Omit the images, then print each record below exactly as it reads.

**Dataset records:**
···

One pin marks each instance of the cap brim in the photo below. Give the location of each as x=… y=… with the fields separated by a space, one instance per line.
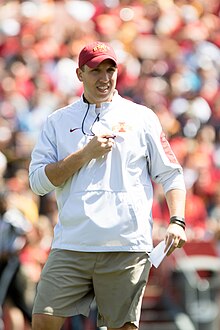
x=95 y=61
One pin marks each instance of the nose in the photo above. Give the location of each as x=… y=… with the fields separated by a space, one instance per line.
x=104 y=76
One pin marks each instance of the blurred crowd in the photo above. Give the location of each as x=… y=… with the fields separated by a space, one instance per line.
x=169 y=60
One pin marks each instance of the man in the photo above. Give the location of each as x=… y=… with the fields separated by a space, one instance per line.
x=100 y=154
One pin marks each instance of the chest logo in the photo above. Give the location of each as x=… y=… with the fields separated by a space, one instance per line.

···

**Exercise result:**
One pin marks each instance of the cap brim in the photo below. Give the location of each as x=… y=… with the fields separated by a space, one instance per line.
x=95 y=61
One pin marks each instance of the nose in the photo above. Give the location of each as x=… y=… with the fields separated by a space, one instance per line.
x=104 y=76
One pin marks each instance of the blurred crowd in the photo above. Give the location of each as x=… y=… with the fields separated by a space, one instance per line.
x=169 y=60
One pin marks each instance of the man in the photo above. Give the location of each as x=… y=… with the fields separated by a space, one instance per line.
x=100 y=154
One pin marks each instance of the chest logo in the photo above. Give the location of each as x=… y=… with the fields separated by a space, one instance per line.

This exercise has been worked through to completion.